» **Written task**: The records that follow must be repeated verbatim, every one of them.
BEGIN
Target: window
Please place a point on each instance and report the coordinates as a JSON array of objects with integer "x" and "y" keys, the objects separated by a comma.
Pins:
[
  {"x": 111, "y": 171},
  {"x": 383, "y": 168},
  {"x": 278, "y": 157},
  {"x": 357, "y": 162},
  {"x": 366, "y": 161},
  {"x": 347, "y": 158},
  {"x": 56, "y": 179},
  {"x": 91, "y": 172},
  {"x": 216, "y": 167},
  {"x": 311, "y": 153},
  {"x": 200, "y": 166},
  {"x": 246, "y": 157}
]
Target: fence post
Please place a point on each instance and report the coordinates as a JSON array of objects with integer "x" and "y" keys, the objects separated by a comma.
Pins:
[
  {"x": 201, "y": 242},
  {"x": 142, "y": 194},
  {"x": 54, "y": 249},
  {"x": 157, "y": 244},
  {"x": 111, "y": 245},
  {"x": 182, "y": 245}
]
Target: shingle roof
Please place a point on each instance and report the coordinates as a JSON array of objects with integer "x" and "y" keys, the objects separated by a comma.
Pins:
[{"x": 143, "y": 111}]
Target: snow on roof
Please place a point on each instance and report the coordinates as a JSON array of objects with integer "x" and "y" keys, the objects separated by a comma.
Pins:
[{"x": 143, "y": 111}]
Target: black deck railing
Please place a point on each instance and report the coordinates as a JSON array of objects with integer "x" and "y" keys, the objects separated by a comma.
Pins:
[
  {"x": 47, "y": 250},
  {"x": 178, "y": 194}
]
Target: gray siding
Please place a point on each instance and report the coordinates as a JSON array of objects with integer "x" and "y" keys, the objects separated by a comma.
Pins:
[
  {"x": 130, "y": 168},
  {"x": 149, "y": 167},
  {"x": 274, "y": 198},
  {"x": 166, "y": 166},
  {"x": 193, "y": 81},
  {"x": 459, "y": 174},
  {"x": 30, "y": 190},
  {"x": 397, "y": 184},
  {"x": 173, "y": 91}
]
END
» **Exercise output**:
Target: window
Please place a point on each instance and report the coordinates as a JSON array of objects with integer "x" and "y" keys, the objects separated by a comma.
Pins:
[
  {"x": 111, "y": 171},
  {"x": 383, "y": 168},
  {"x": 278, "y": 157},
  {"x": 357, "y": 162},
  {"x": 366, "y": 161},
  {"x": 347, "y": 158},
  {"x": 56, "y": 179},
  {"x": 91, "y": 172},
  {"x": 216, "y": 167},
  {"x": 311, "y": 153},
  {"x": 200, "y": 166},
  {"x": 246, "y": 157}
]
Target: fence post
Please place a point on each instance and report the coordinates as a JSON array of objects with integer "x" and "y" keys, the objects separated by a comma.
Pins:
[
  {"x": 201, "y": 242},
  {"x": 142, "y": 194},
  {"x": 54, "y": 249},
  {"x": 157, "y": 244},
  {"x": 111, "y": 245},
  {"x": 182, "y": 245}
]
Target: shingle roof
Please place a point on each instance and report the coordinates as a JSON array of objects with integer "x" and "y" keys, the objects separated by a comma.
Pins:
[{"x": 143, "y": 111}]
Target: snow on roof
Please place a point on each instance and report the coordinates as a JSON array of objects with integer "x" and "y" keys, the objects separated by a comma.
Pins:
[{"x": 143, "y": 111}]
Target: black deck railing
Please place a point on each instance and report the coordinates as a JSON array of objects with integer "x" and "y" keys, the objects separated by a comma.
Pins:
[
  {"x": 47, "y": 250},
  {"x": 178, "y": 194}
]
Target: gray siding
Please place a point on each instance and report the coordinates as a JSON array of objects with integer "x" and "y" keys, the objects separated by a comma.
Pins:
[
  {"x": 130, "y": 168},
  {"x": 149, "y": 167},
  {"x": 274, "y": 198},
  {"x": 166, "y": 166},
  {"x": 193, "y": 81},
  {"x": 459, "y": 174},
  {"x": 30, "y": 190},
  {"x": 397, "y": 184},
  {"x": 173, "y": 91}
]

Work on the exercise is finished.